TASK
Return each line of the material below word for word, with no changes.

--- start DATA IN THIS EXERCISE ---

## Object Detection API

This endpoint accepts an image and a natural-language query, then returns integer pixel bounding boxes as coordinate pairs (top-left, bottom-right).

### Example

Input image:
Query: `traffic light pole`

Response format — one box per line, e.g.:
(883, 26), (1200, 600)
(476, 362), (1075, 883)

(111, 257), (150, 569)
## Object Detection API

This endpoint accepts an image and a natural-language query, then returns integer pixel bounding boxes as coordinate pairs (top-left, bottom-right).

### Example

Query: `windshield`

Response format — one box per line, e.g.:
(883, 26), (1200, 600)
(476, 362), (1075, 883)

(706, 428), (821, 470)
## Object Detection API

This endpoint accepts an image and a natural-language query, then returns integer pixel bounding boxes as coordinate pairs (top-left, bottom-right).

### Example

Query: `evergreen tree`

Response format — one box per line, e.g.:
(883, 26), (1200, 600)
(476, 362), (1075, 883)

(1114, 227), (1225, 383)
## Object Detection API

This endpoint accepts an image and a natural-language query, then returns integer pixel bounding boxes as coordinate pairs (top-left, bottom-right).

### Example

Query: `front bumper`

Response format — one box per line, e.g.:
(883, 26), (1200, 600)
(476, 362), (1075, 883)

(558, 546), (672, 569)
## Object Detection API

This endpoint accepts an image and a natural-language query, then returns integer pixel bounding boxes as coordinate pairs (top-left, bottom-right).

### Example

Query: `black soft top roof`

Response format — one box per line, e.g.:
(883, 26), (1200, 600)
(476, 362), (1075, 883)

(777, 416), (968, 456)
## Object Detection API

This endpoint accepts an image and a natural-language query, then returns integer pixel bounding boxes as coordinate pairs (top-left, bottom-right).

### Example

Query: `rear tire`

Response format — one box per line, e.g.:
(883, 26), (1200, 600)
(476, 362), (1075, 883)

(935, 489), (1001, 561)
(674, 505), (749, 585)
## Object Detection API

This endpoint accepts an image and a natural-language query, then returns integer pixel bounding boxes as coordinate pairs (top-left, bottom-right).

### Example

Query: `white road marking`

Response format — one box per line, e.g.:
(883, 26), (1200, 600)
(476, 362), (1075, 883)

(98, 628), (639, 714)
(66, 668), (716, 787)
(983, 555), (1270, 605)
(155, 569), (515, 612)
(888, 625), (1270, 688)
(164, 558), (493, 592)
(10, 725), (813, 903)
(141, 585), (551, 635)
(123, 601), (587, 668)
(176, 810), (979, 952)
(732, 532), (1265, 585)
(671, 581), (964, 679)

--- end DATA IN THIS EXERCISE ---

FINISHED EXERCISE
## Object Detection API

This endpoint accepts an image and a natural-language query, then returns integer pixel bounding boxes as coordinate pairs (top-left, bottom-right).

### Example

Input image:
Query: `traffic light pole`

Response format — one box per line, e.g.:
(883, 26), (1200, 600)
(476, 362), (1075, 883)

(111, 257), (150, 569)
## Object Detection API

This endpoint accepts an image and a natural-language query, then returns integer pixel bounding boxes as coordinate pairs (top-left, bottom-right).

### Example

Query: `windshield`

Response format — one box per line, e.g.:
(883, 26), (1200, 600)
(476, 362), (1075, 883)

(706, 428), (821, 470)
## Object Detection API

This endpoint accepts an image and a natural-language query, then returns integer pixel bounding boxes as coordinate pairs (top-left, bottom-right).

### Example

Query: `evergreen tree`

Response format — one box per line, e.g.:
(883, 26), (1200, 600)
(476, 362), (1075, 883)

(1114, 227), (1225, 383)
## Object Detection API

This endpoint accepts an image and a natural-language query, then returns integer pixel bounding boxes as coordinate pairs (top-left, bottom-right).

### Example

Query: `front bumper`

Response format — one box per line, e.g.:
(883, 26), (1200, 600)
(476, 362), (1075, 883)

(558, 546), (672, 569)
## Object Detection API

This endpoint accepts an image and a natural-language query, then returns integer pixel bounding boxes as coordinate pairs (top-left, bottom-right).

### Example

Query: `black soft top roof`

Response format — one box per line, e.g.:
(883, 26), (1200, 600)
(476, 362), (1075, 883)

(777, 416), (968, 456)
## Object Detection API

This endpoint accepts an image and a natural-language query, then returns integer pixel bounding boxes as coordinate pairs (top-left, bottom-right).

### Example

Query: `rear tire`

Response format — one box per line, e.g.:
(883, 26), (1200, 600)
(476, 362), (1075, 883)

(935, 489), (1001, 561)
(674, 505), (749, 585)
## Object Detection API

This endpoint accepts an image and a natural-language query, then returns integer pixel bounding boxes as coordinate pairs (top-left, bottom-right).

### Example

Query: `white road marking`

Response format — one box per line, e.g.:
(883, 26), (1200, 600)
(476, 362), (1075, 883)

(98, 628), (639, 714)
(66, 668), (716, 787)
(983, 555), (1270, 605)
(155, 569), (515, 612)
(888, 625), (1270, 688)
(164, 558), (493, 592)
(10, 725), (813, 903)
(141, 585), (551, 635)
(123, 601), (587, 668)
(176, 810), (979, 952)
(732, 532), (1265, 585)
(671, 581), (964, 679)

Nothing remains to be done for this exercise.